Please give again, exactly, every line of the material from the one containing "Target: landscaped island" to the end, including both of those lines.

» **LISTED RECORDS**
────

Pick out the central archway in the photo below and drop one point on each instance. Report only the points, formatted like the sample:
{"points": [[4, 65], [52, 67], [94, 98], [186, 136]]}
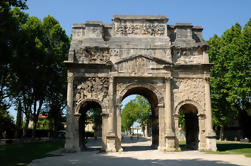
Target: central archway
{"points": [[152, 95]]}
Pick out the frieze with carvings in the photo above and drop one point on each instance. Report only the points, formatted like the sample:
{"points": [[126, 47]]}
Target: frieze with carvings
{"points": [[140, 29], [91, 88], [93, 55], [136, 66], [187, 56], [189, 89]]}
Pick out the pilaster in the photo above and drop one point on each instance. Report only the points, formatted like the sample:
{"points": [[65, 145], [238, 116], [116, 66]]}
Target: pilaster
{"points": [[170, 136], [211, 136]]}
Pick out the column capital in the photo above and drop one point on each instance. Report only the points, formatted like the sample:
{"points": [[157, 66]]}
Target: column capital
{"points": [[207, 79], [168, 78], [70, 77]]}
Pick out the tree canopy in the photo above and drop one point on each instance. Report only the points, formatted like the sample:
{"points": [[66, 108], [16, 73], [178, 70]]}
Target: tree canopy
{"points": [[31, 70], [230, 76]]}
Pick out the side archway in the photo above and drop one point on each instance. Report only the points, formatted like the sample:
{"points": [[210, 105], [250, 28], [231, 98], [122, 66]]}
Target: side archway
{"points": [[81, 114], [187, 123]]}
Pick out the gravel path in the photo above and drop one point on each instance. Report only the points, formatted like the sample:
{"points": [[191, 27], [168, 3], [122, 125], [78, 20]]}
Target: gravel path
{"points": [[138, 152]]}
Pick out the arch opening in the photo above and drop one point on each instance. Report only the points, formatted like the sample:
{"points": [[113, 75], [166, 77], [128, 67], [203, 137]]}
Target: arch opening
{"points": [[90, 125], [189, 126], [149, 131]]}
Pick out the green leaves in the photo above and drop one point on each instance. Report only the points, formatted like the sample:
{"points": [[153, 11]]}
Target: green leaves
{"points": [[231, 81], [138, 110]]}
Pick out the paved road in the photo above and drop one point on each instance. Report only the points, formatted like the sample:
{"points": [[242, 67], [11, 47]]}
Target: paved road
{"points": [[138, 152]]}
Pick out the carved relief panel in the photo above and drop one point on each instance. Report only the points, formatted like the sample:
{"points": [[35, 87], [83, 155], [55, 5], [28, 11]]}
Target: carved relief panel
{"points": [[187, 55], [92, 55], [141, 29], [91, 88], [189, 89], [138, 65]]}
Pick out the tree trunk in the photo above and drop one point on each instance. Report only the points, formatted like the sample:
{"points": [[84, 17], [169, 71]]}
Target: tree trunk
{"points": [[26, 126], [19, 120], [35, 120], [221, 132]]}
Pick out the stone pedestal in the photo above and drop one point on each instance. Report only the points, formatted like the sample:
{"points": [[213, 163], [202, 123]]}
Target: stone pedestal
{"points": [[111, 143], [211, 141], [170, 141], [211, 136]]}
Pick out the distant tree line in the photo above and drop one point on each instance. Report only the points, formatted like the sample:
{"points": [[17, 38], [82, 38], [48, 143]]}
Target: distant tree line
{"points": [[32, 73], [231, 78]]}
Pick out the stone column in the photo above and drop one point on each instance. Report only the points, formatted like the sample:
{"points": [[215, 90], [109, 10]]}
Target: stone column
{"points": [[69, 140], [170, 136], [111, 137], [119, 139], [211, 136]]}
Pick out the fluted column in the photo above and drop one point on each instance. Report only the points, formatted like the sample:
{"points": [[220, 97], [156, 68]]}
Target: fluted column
{"points": [[112, 140], [168, 107], [111, 107], [210, 135], [170, 136], [208, 108], [69, 141]]}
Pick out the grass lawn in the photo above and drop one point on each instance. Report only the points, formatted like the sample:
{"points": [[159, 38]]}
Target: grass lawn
{"points": [[23, 154], [229, 148], [238, 148]]}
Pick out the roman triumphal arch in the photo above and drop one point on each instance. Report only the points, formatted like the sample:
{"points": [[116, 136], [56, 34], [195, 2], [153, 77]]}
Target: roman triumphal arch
{"points": [[140, 54]]}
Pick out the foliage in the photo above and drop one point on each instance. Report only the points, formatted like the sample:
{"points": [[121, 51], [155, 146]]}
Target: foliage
{"points": [[35, 49], [233, 148], [138, 110], [23, 154], [7, 126], [95, 117], [230, 76], [43, 124]]}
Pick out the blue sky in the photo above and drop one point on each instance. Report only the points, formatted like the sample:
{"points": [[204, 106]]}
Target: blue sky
{"points": [[215, 16]]}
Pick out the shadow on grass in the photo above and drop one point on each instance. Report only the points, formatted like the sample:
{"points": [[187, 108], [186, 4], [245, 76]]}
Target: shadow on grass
{"points": [[24, 153], [232, 146], [94, 159]]}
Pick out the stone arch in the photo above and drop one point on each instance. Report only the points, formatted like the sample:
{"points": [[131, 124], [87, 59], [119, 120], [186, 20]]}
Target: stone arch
{"points": [[193, 123], [180, 104], [85, 101], [155, 98], [149, 87]]}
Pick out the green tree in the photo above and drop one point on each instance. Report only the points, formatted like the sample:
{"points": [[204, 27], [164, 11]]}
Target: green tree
{"points": [[129, 115], [8, 32], [231, 83]]}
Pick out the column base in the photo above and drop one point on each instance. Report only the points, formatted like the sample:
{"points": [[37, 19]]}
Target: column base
{"points": [[111, 142], [211, 141], [170, 141]]}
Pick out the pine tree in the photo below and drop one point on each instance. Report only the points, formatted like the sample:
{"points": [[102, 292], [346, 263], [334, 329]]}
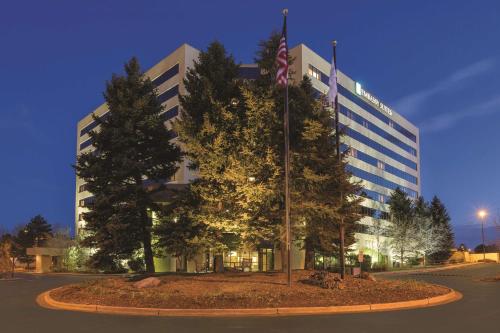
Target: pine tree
{"points": [[38, 231], [179, 231], [132, 151], [210, 130], [325, 196], [316, 174], [441, 218], [402, 228]]}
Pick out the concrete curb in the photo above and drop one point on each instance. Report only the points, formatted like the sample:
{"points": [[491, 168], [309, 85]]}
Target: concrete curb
{"points": [[426, 270], [46, 301]]}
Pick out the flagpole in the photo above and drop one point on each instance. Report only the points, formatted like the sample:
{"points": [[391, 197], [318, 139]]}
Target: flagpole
{"points": [[287, 172], [339, 156]]}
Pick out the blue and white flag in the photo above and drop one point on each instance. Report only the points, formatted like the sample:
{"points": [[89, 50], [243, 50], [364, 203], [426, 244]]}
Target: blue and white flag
{"points": [[332, 83]]}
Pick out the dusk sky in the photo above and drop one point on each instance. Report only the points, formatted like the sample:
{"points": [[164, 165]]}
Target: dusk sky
{"points": [[435, 62]]}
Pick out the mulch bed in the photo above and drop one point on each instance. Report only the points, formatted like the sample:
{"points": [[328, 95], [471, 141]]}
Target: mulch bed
{"points": [[242, 290]]}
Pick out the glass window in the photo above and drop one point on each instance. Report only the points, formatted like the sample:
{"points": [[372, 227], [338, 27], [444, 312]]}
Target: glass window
{"points": [[170, 113], [86, 144], [381, 165], [374, 128], [168, 94], [370, 109], [365, 175], [377, 146], [314, 72], [170, 73], [93, 124]]}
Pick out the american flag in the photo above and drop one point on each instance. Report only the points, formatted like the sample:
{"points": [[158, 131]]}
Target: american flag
{"points": [[282, 59]]}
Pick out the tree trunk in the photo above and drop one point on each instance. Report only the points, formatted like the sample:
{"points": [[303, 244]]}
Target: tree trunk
{"points": [[146, 240], [284, 257], [13, 267], [309, 259], [219, 263], [342, 251]]}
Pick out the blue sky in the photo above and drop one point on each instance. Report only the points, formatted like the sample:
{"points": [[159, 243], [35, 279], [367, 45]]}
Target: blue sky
{"points": [[437, 62]]}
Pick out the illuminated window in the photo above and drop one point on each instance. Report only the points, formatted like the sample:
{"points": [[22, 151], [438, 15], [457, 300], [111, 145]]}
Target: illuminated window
{"points": [[381, 198], [314, 72]]}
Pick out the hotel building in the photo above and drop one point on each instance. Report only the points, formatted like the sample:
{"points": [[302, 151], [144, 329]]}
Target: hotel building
{"points": [[384, 154]]}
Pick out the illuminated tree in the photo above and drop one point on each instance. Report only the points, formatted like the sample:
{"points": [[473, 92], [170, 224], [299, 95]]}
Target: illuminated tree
{"points": [[132, 151]]}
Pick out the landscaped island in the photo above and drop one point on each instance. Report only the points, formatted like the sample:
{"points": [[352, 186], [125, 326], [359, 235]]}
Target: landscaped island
{"points": [[243, 290]]}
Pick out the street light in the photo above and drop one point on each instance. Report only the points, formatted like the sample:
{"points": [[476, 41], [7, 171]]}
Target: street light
{"points": [[482, 214]]}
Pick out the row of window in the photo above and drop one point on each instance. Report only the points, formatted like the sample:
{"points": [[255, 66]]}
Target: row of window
{"points": [[370, 230], [168, 94], [378, 147], [86, 144], [170, 73], [170, 113], [93, 125], [86, 202], [380, 164], [374, 128], [375, 196], [163, 97], [370, 109], [375, 213], [171, 135], [319, 75], [380, 180]]}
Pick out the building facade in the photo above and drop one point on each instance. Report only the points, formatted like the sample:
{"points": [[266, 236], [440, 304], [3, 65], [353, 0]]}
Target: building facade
{"points": [[384, 154], [384, 149]]}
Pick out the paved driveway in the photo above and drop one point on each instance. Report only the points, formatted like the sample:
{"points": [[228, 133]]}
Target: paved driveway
{"points": [[478, 311]]}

────

» **RESPONSE**
Target: landscaped island
{"points": [[243, 290]]}
Pick out the street light in the photo above and drop one point on each instance. Report only the points, formatted like the sample:
{"points": [[476, 41], [7, 171]]}
Target: street light
{"points": [[482, 214]]}
Pick out the row of window in the photo above and drop one point on each instance. Report only the points, formatted like the sample:
{"points": [[255, 66]]}
Target: row of window
{"points": [[370, 230], [168, 94], [378, 147], [86, 144], [170, 73], [170, 113], [93, 125], [86, 202], [380, 164], [374, 128], [375, 196], [163, 97], [370, 109], [375, 213], [171, 135], [319, 75], [380, 180]]}
Pick out the building facade in the photo above and drop one point on each instance. Report only the points, formatted like the sample:
{"points": [[266, 236], [440, 304], [3, 65], [353, 0]]}
Target: building facade
{"points": [[384, 154], [384, 149]]}
Pick out the paved driveway in the photo above and drop one point on each instance. Report only the points, formatted like the sample:
{"points": [[228, 133]]}
Target: paved driveway
{"points": [[478, 311]]}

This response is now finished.